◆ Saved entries
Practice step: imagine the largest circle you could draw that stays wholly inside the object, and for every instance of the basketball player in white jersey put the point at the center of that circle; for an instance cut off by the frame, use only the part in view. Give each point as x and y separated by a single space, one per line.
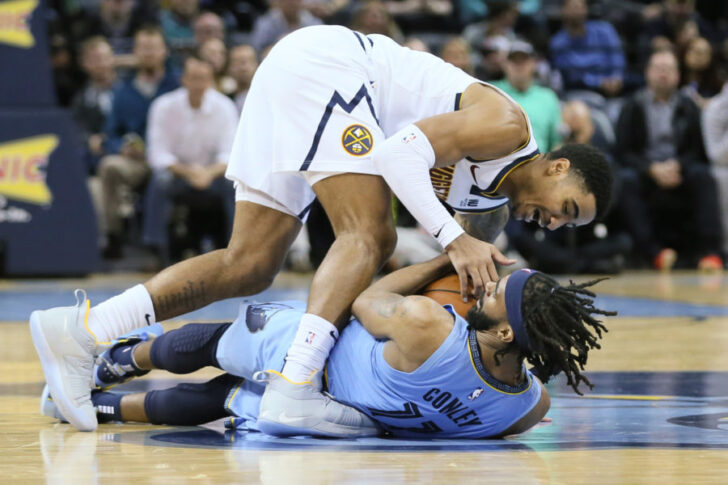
343 117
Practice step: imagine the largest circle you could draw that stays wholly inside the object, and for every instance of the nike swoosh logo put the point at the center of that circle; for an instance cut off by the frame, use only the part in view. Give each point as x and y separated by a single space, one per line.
283 418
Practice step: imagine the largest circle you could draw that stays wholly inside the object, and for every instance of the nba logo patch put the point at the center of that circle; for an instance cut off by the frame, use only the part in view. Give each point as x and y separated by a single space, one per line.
357 140
409 138
310 337
475 394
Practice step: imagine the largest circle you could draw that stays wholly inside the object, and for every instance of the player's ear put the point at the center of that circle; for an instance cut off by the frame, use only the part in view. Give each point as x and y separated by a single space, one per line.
560 166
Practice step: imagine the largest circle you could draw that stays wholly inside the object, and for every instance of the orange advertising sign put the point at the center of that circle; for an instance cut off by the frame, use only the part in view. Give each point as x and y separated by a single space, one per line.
22 169
15 22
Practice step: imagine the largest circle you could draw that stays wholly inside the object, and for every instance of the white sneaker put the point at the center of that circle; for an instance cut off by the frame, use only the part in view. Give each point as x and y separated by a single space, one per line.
289 409
66 350
48 407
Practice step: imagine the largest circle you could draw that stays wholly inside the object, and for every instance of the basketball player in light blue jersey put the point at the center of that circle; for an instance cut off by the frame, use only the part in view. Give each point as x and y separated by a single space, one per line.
417 369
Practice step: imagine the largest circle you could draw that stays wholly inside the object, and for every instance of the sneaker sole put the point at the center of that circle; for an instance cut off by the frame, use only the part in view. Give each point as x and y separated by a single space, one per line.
282 430
54 379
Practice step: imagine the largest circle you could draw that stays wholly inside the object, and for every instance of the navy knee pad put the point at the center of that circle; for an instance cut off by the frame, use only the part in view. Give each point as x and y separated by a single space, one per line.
190 404
189 348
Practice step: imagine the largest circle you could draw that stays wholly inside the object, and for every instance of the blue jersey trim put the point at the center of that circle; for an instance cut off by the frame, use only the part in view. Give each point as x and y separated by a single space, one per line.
337 100
356 34
489 379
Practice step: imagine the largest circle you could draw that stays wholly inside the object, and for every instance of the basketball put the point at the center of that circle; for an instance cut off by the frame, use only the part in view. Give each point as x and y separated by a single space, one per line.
446 291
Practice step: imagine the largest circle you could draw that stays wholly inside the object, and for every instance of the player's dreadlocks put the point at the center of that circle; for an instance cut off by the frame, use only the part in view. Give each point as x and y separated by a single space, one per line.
561 328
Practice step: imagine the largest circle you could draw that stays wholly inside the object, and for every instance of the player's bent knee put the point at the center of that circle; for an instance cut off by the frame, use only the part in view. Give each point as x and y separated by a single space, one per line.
250 272
378 242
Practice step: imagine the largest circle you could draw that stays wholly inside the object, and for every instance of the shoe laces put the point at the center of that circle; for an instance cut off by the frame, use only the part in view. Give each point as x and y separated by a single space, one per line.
80 295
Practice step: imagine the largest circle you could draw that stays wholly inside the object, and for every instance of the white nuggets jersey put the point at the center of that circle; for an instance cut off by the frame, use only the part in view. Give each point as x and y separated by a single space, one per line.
325 97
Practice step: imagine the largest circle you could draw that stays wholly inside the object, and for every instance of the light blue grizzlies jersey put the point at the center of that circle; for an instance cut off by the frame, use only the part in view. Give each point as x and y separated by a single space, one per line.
449 396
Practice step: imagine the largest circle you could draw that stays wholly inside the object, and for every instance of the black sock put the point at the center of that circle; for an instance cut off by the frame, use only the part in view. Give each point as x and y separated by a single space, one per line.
108 405
187 349
190 404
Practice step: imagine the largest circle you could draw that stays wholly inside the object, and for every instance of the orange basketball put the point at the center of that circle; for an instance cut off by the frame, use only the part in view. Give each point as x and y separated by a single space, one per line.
446 291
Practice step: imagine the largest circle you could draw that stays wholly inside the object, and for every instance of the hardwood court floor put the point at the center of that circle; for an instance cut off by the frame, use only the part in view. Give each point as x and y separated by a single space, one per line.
658 412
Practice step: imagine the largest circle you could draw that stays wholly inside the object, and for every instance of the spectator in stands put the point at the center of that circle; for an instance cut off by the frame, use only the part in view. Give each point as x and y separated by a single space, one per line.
215 52
209 26
540 103
117 20
699 76
491 39
243 64
371 17
177 23
422 15
191 131
587 53
92 105
582 124
416 44
284 17
660 142
330 11
715 134
675 18
456 51
125 168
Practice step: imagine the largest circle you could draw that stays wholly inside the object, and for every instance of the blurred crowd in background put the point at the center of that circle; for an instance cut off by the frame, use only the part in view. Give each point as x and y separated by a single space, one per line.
156 88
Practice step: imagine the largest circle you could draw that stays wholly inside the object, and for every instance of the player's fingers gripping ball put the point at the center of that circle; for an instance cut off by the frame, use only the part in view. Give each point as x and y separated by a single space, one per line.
446 291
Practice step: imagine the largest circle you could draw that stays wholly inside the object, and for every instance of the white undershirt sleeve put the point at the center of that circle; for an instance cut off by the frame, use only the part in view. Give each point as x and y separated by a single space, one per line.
405 160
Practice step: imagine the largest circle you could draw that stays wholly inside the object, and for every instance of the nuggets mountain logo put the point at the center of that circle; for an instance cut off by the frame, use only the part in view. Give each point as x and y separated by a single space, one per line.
357 140
15 22
22 169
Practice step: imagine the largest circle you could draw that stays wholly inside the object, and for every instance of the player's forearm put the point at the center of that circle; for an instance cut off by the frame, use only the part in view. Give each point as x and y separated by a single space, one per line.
409 280
485 226
404 160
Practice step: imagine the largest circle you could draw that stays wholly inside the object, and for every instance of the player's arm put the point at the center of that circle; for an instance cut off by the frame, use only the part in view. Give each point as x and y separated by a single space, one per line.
490 126
416 325
484 225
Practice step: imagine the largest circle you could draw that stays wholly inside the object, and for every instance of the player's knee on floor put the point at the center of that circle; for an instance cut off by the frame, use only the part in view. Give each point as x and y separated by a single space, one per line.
252 273
189 348
379 241
190 404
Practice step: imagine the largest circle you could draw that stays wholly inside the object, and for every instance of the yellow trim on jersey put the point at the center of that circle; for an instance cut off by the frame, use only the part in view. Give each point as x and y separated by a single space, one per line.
472 361
505 176
232 396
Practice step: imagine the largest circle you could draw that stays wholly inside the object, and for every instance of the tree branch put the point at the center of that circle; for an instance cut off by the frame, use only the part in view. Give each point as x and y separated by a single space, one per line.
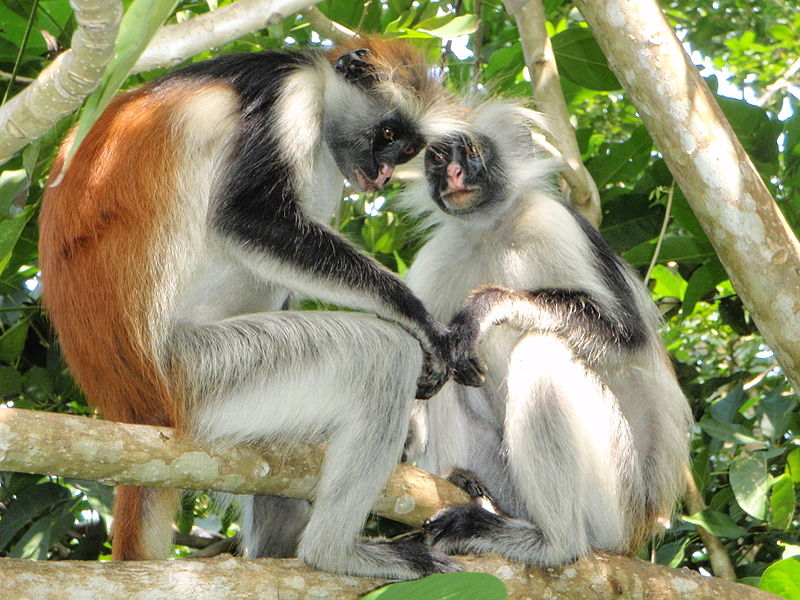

◆ What to do
With all pictures omitted, return exactly the lines from the one containing "the player's arm" through the end of the entries above.

◆ Task response
Practice step: imagine the largest circle you could draw that stays wholly inside the object, and for every instance of the player's arm put the point at the center of that circle; for an instance cut off by the frame, use only the part in view. Give each point as x and y separated by a single space, one per line.
490 126
416 325
484 225
Practice step: imagine the largest circle you could draw that stays wholly inside the object, and for every instance of the player's knee on floor put the point at the center of that circle; for an instance cut off by the frame, use only the part in view. Give each point as x and y separated by a single space, one per line.
252 273
189 348
379 241
190 404
Practice step: imagine the largest circle you could draw that stays wholly inside the object, and for every instance of the yellow trim on jersey put the point at the center of that circle; for an instance cut off by the frame, use only the part in view. Give each point as x and y separated by a single space, one per line.
472 361
505 176
232 396
Practice step: imagine the largest circle you could draw that stays wholly inside the object, and for every instance of the tree branch put the point at the center of that circle; for an instance cut off by the frame, use only the part in view. Give each point as x and y separated by a single space, one per line.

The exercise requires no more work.